**READING PASSAGE**
Investors looking for a bit of good inflation news got some Wednesday morning.

A wide gap between rising consumer and producer prices is starting to significantly narrow. That should ease fears about runaway inflation since it will help Corporate America improve its profit margins -- and potentially get US stock prices climbing again.

Prices paid to US producers fell in August for a second month as fuel costs continued to retreat, reviving hopes that inflation may be nearing a peak. It’s a far cry from Tuesday’s inflation news, which showed August consumer prices rising more than expected and triggered the biggest drop in the S&P 500 Index in more than two years.

If producer prices continue to ease in the coming months, that could help support corporate earnings and, in turn, US equities, since a further deceleration in inflation would take some of the urgency off the Federal Reserve to extend jumbo rate hikes beyond this year, according to Gillian Wolff, senior associate analyst at Bloomberg Intelligence.

Producer prices “may be on the brink of turning positive soon,” Wolff explained. “PPI is coming down from its peaks at a pretty rapid pace. So as long as that continues, even if CPI remains a bit stubborn, it could alleviate some margin pressure.”

Ideally, that would also help alleviate constraints on stock prices, she added.

In the decade leading up to the coronavirus pandemic, forward 12-month operating margins for S&P 500 companies typically expanded alongside consumer prices. But a closer look shows the moves were more positively correlated with the spread between consumer- and producer-price indexes than to the CPI alone, according to BI.

That spread is currently negative, with producer costs rising faster than the prices that companies charge consumers. But it has been narrowing significantly from a steep negative reading of 3.4% a year ago. August’s figure was negative 0.4%, a vast improvement from negative 1.3% in July.

Stored dataset items:
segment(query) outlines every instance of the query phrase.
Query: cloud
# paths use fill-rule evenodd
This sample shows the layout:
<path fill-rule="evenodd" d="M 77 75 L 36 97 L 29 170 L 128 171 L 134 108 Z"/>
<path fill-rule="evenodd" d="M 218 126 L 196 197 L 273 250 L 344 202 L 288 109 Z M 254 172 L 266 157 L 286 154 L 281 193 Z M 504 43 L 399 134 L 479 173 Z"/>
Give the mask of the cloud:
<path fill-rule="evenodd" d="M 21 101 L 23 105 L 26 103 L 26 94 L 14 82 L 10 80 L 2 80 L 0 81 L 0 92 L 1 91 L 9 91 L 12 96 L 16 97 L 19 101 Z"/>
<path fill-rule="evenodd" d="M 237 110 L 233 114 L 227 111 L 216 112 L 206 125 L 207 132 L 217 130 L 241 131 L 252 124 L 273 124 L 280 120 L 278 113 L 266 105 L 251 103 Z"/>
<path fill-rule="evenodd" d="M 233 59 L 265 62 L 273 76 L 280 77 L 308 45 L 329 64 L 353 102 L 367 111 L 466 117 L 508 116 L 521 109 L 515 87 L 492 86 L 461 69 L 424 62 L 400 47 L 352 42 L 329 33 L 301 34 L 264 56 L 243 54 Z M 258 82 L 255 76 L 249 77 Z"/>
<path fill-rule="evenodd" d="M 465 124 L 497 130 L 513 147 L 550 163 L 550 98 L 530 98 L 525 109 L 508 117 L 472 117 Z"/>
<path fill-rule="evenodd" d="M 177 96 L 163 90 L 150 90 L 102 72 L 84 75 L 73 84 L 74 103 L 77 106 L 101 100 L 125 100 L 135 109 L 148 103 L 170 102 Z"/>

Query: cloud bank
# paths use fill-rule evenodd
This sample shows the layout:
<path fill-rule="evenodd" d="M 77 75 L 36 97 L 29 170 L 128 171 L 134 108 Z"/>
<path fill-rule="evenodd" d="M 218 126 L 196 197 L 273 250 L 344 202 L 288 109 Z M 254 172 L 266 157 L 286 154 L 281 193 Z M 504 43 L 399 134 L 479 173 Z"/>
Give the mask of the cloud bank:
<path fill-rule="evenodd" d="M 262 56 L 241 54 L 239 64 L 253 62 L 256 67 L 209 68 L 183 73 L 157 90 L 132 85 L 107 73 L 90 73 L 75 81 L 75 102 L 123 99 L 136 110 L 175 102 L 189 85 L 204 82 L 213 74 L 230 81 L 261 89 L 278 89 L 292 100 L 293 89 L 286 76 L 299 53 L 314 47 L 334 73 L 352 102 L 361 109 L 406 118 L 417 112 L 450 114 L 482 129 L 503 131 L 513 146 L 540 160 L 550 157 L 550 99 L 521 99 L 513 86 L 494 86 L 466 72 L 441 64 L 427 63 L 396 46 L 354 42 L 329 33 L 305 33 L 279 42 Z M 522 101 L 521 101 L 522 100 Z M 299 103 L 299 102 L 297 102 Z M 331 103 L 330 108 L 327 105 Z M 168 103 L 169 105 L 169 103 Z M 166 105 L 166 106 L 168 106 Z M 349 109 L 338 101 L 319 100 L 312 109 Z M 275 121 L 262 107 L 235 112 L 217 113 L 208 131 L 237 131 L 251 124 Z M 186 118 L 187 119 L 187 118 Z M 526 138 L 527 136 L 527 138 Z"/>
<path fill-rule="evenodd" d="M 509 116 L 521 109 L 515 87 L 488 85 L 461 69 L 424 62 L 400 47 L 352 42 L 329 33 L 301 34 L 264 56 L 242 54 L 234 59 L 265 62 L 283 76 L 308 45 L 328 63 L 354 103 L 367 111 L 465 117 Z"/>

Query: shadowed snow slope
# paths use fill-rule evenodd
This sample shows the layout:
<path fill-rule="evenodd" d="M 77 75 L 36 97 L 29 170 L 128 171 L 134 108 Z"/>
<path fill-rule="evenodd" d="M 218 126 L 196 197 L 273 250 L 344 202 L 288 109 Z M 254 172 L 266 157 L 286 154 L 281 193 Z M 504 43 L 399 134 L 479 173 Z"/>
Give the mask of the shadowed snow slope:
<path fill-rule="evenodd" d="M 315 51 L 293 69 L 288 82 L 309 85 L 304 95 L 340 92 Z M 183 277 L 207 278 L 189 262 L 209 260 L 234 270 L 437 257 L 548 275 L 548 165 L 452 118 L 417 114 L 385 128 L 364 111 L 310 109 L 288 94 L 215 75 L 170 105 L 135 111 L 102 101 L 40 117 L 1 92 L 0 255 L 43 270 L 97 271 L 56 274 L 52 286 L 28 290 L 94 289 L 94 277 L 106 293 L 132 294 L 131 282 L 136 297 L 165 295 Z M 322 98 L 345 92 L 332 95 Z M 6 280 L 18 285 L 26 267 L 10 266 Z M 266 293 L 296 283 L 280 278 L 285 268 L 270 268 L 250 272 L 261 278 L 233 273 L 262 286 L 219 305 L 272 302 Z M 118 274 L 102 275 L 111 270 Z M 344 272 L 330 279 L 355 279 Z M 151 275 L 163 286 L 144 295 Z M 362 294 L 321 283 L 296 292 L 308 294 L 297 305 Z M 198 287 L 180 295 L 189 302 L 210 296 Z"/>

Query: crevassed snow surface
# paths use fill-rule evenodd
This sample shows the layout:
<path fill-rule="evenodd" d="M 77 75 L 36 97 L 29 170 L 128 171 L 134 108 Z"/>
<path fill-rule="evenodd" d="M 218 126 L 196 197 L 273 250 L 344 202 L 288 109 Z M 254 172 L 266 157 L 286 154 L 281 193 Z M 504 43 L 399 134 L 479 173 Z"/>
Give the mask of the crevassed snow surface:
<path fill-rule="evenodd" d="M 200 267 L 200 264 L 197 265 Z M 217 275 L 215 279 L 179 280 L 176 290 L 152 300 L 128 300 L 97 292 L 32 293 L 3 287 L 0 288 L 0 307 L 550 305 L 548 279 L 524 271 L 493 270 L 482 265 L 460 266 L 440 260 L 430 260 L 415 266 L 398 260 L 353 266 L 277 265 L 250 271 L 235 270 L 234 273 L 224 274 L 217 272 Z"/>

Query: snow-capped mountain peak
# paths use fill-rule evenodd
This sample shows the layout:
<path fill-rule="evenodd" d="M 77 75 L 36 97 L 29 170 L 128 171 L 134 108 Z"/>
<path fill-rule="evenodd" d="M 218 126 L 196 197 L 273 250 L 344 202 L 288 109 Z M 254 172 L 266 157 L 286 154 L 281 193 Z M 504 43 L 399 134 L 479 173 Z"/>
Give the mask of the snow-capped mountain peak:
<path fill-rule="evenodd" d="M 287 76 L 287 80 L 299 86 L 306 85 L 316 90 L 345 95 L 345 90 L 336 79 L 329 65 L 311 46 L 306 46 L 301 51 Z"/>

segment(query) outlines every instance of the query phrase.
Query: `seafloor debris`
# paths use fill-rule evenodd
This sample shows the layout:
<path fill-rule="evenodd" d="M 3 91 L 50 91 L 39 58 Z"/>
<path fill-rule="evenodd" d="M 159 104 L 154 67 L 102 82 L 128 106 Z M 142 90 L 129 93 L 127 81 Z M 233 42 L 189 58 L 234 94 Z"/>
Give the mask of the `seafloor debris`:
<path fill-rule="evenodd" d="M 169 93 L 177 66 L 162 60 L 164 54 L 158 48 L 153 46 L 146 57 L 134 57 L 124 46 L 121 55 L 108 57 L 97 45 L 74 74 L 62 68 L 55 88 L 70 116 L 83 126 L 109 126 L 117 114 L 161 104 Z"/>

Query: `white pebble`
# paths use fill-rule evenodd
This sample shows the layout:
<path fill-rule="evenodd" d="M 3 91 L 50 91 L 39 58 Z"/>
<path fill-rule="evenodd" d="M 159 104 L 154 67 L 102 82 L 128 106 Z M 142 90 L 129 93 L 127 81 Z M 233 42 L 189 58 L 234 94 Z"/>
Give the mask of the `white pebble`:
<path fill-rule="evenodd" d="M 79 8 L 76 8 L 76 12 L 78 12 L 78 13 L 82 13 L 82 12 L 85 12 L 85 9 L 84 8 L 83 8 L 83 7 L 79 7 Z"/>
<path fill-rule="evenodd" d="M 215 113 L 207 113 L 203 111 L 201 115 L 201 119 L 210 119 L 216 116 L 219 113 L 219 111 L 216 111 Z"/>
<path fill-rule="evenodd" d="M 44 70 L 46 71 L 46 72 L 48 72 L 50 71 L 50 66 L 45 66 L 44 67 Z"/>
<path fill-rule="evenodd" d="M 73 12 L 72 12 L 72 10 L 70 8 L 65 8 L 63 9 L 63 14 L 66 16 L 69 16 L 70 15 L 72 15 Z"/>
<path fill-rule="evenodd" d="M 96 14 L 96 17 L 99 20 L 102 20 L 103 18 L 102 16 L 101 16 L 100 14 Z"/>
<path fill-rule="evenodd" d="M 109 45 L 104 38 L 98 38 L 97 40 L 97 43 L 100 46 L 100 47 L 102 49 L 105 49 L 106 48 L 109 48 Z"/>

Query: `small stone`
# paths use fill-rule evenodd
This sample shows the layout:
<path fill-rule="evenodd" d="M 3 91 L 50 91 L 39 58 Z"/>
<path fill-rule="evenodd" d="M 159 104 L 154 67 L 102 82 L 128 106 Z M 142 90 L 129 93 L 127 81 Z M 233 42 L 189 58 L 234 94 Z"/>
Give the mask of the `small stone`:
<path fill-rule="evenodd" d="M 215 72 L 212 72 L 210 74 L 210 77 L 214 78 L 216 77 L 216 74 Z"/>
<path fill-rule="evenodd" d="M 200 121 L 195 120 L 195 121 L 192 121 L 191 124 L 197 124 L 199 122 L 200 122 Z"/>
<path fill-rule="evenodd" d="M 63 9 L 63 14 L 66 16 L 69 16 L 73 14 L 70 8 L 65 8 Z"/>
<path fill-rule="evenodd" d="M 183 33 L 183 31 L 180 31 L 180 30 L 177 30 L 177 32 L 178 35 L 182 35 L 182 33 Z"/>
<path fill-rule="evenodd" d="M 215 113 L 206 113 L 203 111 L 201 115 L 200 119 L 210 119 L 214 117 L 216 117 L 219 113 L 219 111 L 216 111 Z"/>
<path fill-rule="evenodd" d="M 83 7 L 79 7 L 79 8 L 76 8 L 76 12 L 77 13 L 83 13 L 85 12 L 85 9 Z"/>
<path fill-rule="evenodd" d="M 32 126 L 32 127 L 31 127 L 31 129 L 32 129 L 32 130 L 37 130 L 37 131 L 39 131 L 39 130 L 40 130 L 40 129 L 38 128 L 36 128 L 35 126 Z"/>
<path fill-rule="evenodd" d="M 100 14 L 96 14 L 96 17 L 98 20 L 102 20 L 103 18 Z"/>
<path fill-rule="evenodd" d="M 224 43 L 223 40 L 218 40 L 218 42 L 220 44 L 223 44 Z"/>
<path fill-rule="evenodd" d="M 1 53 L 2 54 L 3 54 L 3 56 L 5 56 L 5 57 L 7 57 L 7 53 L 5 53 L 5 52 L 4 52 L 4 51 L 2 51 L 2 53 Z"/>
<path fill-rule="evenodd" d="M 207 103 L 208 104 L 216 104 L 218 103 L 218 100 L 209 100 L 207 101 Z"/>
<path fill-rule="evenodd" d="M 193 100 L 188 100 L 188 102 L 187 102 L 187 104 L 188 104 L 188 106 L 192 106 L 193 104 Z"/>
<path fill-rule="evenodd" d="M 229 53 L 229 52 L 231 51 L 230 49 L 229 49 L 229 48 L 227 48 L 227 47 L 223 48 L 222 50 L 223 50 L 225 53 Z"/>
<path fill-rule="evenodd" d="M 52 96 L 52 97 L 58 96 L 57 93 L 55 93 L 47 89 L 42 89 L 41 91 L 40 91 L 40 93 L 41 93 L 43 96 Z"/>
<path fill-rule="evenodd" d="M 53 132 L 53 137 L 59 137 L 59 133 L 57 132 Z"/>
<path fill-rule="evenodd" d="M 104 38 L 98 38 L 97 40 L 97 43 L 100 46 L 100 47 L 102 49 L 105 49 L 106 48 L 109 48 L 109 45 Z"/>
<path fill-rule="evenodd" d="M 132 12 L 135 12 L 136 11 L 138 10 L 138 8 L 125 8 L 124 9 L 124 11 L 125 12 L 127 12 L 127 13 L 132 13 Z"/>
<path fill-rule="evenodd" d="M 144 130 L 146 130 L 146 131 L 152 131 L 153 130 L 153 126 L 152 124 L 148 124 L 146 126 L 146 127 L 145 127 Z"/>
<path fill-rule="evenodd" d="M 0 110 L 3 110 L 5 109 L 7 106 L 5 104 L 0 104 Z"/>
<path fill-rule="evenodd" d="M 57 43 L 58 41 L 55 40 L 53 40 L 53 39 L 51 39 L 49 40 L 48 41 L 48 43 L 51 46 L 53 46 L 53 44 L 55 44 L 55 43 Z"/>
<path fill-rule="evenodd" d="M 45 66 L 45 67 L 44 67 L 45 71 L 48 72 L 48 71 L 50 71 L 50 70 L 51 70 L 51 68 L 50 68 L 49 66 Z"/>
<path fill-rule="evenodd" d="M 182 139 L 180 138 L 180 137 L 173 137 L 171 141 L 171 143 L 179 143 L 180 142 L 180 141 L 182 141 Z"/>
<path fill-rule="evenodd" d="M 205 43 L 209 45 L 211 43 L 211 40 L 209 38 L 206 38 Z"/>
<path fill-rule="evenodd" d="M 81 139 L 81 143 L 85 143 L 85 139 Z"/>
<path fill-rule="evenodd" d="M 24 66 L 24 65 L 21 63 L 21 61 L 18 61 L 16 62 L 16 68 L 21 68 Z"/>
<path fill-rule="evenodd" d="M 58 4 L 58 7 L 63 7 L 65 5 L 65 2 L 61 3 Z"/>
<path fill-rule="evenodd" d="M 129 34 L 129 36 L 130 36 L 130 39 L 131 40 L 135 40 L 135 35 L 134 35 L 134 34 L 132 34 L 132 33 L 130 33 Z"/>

**WHAT YOU NEED TO DO**
A) Answer these questions about the inflation article:
(i) What did Tuesday's inflation news trigger?
(ii) What is Gillian Wolff's position?
(iii) What was the spread between consumer and producer prices in July?
B) Please output the passage of the inflation article between "In the decade" and "1.3% in July.", inclusive.
This material has no connection to the inflation article.

**RESPONSES PER TASK**
A)
(i) The biggest drop in the S&P 500 Index in more than two years.
(ii) Senior associate analyst at Bloomberg Intelligence.
(iii) Negative 1.3%.

B)
In the decade leading up to the coronavirus pandemic, forward 12-month operating margins for S&P 500 companies typically expanded alongside consumer prices. But a closer look shows the moves were more positively correlated with the spread between consumer- and producer-price indexes than to the CPI alone, according to BI.

That spread is currently negative, with producer costs rising faster than the prices that companies charge consumers. But it has been narrowing significantly from a steep negative reading of 3.4% a year ago. August’s figure was negative 0.4%, a vast improvement from negative 1.3% in July.